Given exercise 1:
In the records below, copy out the lines starting at the one containing "indicate the sidewalk, a" and ending at the one containing "column 36, row 198", both included. Omit the pictures.
## start Source
FIFO on Single Port SRAM | 分层

The obvious way to implement a FIFO using SRAM is by using a dual-port SRAM — one port for reading, one for writing. Dual-port SRAMs are expensive (in multiple senses), so the traditional way is to “emulate” them using multiple banks of single-port SRAMs.

It’s also well known that since we’re specifically implementing a FIFO, the two halves of SRAM accesses have a special pattern, i.e. with the classic banking method through address modulo, consective accesses from any one of the ports will never land on the same bank — they are guaranteed to loop though all banks in order. So instead of using more banks and hope that probability works in our favor, we can mostly get away with only using two banks, with a little bit of write buffering.

Each cycle, if reading and writing do not involves a bank conflict, do both.
Else, read has priority, and buffer the write. The buffered write will be guaranteed to not conflict with the reading half in the next cycle.
- If no read is presented in the next cycle, the write is free to execute.
- Else, the read will land on the other bank, making it possible to write into this bank.
Since the buffer is guaranteed to be cleared next cycle, the storage can be bounded to one element, and the combinatory path going into FIFO’s push ready signal does not depend on the state of the buffer.

All of these depends on the nice behavior of FIFO’s consecutive memory accesses. Let’s now try to introduce some other features that can potentially break this nice property.

Flushing FIFO

Consider a FIFO that allows for a single-cycle flushing operation (clearing all contents). These kind of queues are frequently used in pipelines with speculative executions, where the entire pipeline needs to be discarded (quickly).

This means at least one of the head and tail pointers may snap to a place that does not depend on the previous value, most likely by reseting both pointer into their initial value, which can break the assumption of continous SRAM access.

However in practice it does not matter in this use case. We will also reset the state of the buffer during flush. As long as we do not feed the write address of the next cycle into the memory in advance, there is no additional risk of strutural hazard.
## end Source
Given exercise 2:
In the piece on FIFOs built from single-port SRAM, what happens when a read and a write conflict on the same bank in a cycle?
## start Data records
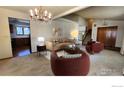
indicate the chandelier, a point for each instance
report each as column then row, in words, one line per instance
column 40, row 14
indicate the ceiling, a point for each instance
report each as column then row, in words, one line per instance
column 103, row 12
column 55, row 10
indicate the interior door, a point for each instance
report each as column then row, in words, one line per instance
column 107, row 35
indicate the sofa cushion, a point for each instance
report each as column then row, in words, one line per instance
column 71, row 55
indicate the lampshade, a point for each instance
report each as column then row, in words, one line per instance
column 40, row 39
column 74, row 34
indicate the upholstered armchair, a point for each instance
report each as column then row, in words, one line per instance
column 70, row 66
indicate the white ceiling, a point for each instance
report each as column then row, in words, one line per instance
column 103, row 12
column 55, row 10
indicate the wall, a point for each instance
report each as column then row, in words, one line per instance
column 5, row 41
column 14, row 34
column 66, row 26
column 40, row 29
column 76, row 18
column 100, row 23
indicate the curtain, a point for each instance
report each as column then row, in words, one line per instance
column 122, row 48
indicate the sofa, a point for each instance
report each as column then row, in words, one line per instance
column 70, row 66
column 94, row 47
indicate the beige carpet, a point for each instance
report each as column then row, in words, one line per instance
column 106, row 63
column 31, row 65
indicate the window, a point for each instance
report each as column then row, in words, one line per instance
column 26, row 31
column 19, row 30
column 22, row 30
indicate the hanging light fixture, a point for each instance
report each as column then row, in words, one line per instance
column 40, row 14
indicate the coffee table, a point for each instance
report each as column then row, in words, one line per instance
column 73, row 50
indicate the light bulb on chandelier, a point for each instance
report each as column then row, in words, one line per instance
column 40, row 14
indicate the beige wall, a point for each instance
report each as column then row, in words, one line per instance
column 5, row 41
column 66, row 26
column 39, row 29
column 120, row 32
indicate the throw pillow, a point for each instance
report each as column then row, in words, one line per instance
column 72, row 56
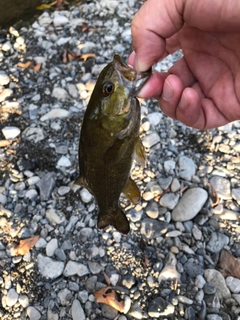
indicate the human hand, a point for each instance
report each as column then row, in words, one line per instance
column 202, row 89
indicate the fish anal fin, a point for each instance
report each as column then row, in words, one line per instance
column 131, row 191
column 139, row 154
column 117, row 219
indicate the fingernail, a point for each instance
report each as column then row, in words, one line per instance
column 167, row 91
column 183, row 104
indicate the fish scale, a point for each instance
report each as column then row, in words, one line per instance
column 109, row 140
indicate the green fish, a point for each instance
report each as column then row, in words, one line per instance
column 109, row 141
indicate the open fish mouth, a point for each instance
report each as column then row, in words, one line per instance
column 129, row 77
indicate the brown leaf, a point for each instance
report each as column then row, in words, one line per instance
column 109, row 296
column 24, row 65
column 230, row 264
column 25, row 246
column 37, row 67
column 87, row 55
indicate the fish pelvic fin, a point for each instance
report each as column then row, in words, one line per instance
column 139, row 154
column 117, row 219
column 131, row 191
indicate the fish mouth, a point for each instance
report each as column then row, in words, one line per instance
column 130, row 78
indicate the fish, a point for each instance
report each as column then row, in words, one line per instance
column 109, row 142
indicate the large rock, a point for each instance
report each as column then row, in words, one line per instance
column 190, row 204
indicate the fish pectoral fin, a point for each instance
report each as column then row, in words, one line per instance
column 139, row 153
column 131, row 191
column 116, row 152
column 79, row 181
column 117, row 219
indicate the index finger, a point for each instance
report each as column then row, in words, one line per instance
column 156, row 21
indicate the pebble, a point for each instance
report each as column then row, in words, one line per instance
column 169, row 271
column 151, row 228
column 73, row 268
column 221, row 186
column 169, row 200
column 216, row 279
column 51, row 247
column 64, row 162
column 150, row 140
column 12, row 297
column 190, row 204
column 159, row 267
column 187, row 168
column 49, row 268
column 55, row 113
column 217, row 241
column 4, row 79
column 77, row 311
column 46, row 185
column 10, row 132
column 233, row 284
column 33, row 313
column 54, row 216
column 85, row 195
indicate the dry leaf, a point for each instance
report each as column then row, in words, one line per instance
column 230, row 264
column 109, row 296
column 25, row 246
column 24, row 65
column 87, row 55
column 37, row 67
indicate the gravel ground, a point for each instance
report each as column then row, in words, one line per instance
column 168, row 265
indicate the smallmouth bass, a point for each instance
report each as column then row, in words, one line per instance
column 109, row 141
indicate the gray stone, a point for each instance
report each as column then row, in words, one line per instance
column 55, row 216
column 169, row 271
column 33, row 313
column 60, row 94
column 77, row 311
column 4, row 79
column 46, row 185
column 151, row 228
column 109, row 312
column 209, row 289
column 190, row 204
column 12, row 297
column 187, row 168
column 73, row 268
column 150, row 140
column 49, row 268
column 233, row 284
column 156, row 306
column 51, row 247
column 216, row 279
column 193, row 269
column 10, row 132
column 65, row 296
column 222, row 187
column 169, row 200
column 152, row 210
column 217, row 242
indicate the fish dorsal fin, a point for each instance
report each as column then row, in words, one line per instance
column 131, row 191
column 139, row 154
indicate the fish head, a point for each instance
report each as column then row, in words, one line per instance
column 117, row 84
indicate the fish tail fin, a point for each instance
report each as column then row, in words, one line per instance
column 116, row 219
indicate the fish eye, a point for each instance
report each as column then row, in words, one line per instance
column 108, row 88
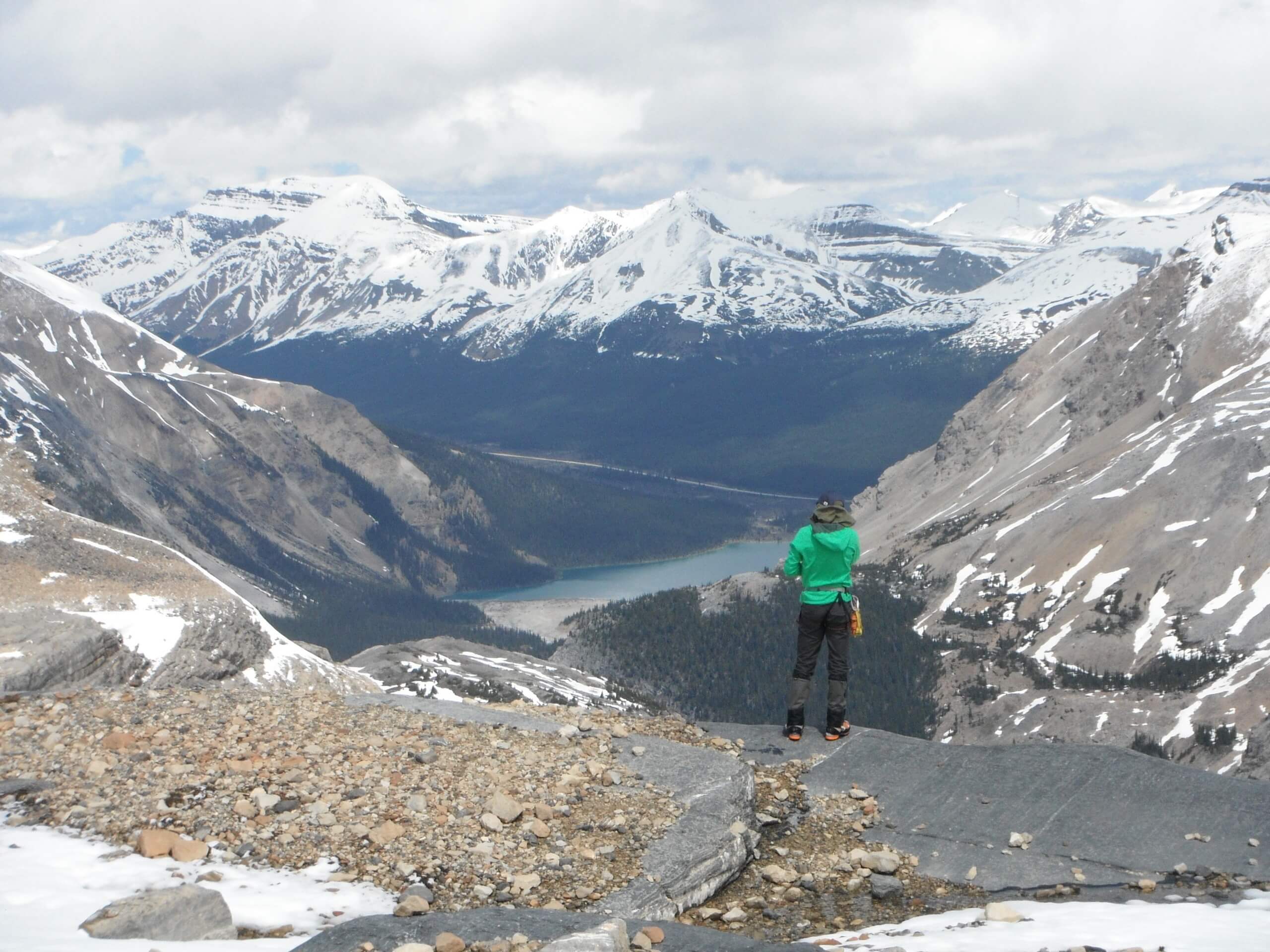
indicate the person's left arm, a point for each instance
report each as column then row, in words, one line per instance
column 794, row 561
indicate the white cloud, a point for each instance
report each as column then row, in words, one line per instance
column 140, row 106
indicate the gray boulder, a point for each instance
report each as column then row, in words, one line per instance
column 181, row 914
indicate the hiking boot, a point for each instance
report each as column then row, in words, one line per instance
column 837, row 728
column 793, row 726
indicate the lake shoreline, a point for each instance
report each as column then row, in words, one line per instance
column 590, row 583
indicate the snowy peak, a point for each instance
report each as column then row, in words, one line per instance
column 1096, row 517
column 1076, row 219
column 1004, row 215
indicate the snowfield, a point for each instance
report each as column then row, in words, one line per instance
column 54, row 880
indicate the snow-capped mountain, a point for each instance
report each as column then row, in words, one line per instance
column 275, row 490
column 1098, row 249
column 1098, row 516
column 252, row 267
column 997, row 215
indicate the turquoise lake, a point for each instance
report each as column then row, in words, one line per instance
column 613, row 582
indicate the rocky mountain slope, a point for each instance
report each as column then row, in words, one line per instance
column 216, row 481
column 309, row 814
column 451, row 669
column 1094, row 521
column 88, row 603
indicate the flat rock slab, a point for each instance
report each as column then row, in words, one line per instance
column 1115, row 814
column 23, row 786
column 699, row 855
column 388, row 932
column 181, row 914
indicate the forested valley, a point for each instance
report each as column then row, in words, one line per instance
column 734, row 665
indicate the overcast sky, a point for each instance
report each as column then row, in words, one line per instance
column 112, row 111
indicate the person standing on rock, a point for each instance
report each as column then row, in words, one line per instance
column 822, row 554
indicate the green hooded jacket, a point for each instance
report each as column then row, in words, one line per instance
column 824, row 554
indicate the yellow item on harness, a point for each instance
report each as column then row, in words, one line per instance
column 858, row 624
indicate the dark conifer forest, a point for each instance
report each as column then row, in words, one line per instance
column 734, row 665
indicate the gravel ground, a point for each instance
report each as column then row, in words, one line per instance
column 287, row 778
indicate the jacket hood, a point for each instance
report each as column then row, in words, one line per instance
column 832, row 536
column 833, row 516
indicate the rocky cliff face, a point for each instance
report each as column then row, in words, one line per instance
column 85, row 603
column 1096, row 517
column 268, row 485
column 153, row 503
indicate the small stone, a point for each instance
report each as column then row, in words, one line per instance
column 412, row 905
column 779, row 875
column 385, row 833
column 189, row 851
column 886, row 887
column 417, row 890
column 1001, row 913
column 526, row 883
column 504, row 808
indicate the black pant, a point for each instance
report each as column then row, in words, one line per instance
column 817, row 624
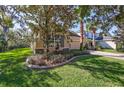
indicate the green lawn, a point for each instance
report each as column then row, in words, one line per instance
column 84, row 71
column 110, row 51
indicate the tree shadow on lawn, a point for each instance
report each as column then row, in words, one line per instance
column 102, row 69
column 14, row 73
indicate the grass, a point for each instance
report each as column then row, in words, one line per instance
column 110, row 51
column 84, row 71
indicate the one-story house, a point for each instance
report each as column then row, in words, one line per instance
column 72, row 41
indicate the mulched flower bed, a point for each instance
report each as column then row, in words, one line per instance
column 52, row 59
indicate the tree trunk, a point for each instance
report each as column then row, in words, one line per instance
column 82, row 35
column 94, row 42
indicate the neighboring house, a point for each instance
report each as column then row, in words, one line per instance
column 72, row 41
column 102, row 41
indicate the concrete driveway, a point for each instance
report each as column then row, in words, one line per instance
column 106, row 54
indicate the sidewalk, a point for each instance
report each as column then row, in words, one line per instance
column 106, row 54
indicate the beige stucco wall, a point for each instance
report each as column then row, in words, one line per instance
column 108, row 44
column 75, row 44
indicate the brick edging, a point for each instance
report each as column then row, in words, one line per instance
column 53, row 66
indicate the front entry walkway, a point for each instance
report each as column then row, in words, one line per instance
column 106, row 54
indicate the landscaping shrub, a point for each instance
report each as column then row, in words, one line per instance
column 53, row 58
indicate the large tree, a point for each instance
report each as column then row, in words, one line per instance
column 45, row 21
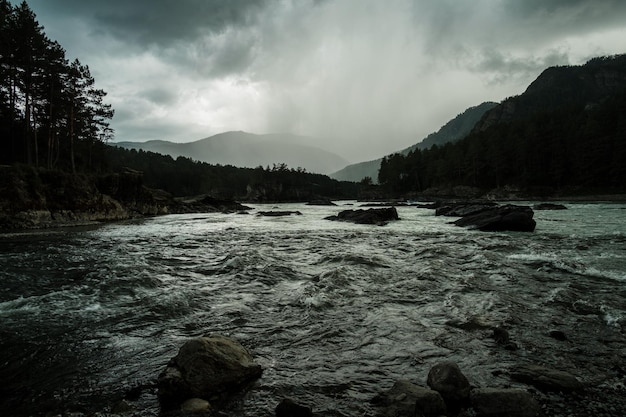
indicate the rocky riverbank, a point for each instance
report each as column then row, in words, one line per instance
column 208, row 372
column 36, row 198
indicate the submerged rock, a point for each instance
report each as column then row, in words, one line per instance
column 546, row 379
column 549, row 206
column 278, row 213
column 196, row 406
column 497, row 402
column 320, row 203
column 447, row 379
column 207, row 367
column 378, row 216
column 408, row 399
column 289, row 408
column 503, row 218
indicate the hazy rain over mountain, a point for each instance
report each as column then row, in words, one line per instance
column 365, row 77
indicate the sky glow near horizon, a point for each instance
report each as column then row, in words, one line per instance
column 364, row 77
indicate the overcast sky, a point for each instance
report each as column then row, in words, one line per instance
column 366, row 77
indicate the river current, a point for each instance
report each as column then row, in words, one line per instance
column 334, row 312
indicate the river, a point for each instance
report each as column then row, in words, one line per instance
column 334, row 312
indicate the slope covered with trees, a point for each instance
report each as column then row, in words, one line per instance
column 51, row 114
column 53, row 118
column 452, row 131
column 566, row 133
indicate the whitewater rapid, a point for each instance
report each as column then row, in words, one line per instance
column 334, row 312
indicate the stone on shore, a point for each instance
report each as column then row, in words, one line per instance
column 196, row 406
column 377, row 216
column 208, row 367
column 447, row 379
column 408, row 399
column 497, row 402
column 546, row 379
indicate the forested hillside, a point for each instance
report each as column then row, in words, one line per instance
column 53, row 118
column 566, row 133
column 51, row 114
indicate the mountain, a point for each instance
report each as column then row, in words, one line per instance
column 249, row 150
column 452, row 131
column 561, row 87
column 564, row 135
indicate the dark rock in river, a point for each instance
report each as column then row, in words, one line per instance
column 462, row 209
column 549, row 206
column 379, row 216
column 289, row 408
column 407, row 399
column 278, row 213
column 503, row 218
column 207, row 367
column 447, row 379
column 208, row 204
column 320, row 203
column 495, row 402
column 546, row 379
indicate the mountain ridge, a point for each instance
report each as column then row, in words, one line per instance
column 455, row 129
column 243, row 149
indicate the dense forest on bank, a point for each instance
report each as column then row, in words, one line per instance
column 52, row 117
column 565, row 134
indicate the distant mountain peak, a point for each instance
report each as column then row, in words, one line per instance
column 243, row 149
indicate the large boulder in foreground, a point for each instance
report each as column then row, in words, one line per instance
column 378, row 216
column 408, row 399
column 209, row 367
column 509, row 217
column 546, row 379
column 500, row 402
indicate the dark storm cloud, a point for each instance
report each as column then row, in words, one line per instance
column 371, row 76
column 158, row 22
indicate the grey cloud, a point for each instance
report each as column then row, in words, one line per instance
column 159, row 96
column 157, row 22
column 362, row 72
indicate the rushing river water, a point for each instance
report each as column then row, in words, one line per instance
column 334, row 312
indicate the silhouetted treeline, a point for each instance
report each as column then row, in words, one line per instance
column 562, row 134
column 51, row 115
column 183, row 177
## end Data records
Exercise result 1:
indicate the sidewalk, a point for each instance
report each as column then row, in words, one line per instance
column 106, row 54
indicate the beige stucco wall, a point for each instance
report each as column then row, in words, one line per instance
column 108, row 44
column 75, row 44
indicate the brick edging, a point for each instance
report each as column then row, in words, one line per instance
column 53, row 66
indicate the front entry walkway, a point for each instance
report each as column then row, in words, one line per instance
column 106, row 54
indicate the landscaping shrub, a point for each instance
report each as column then row, in words, one line per instance
column 53, row 58
indicate the large tree, a point for each instance
report each as column then row, in words, one line per instance
column 45, row 21
indicate the rocky riverbank, a point for each instance
report each as column then row, in words, one line per instance
column 208, row 372
column 36, row 198

Exercise result 2:
The read takes priority, and the write is buffered.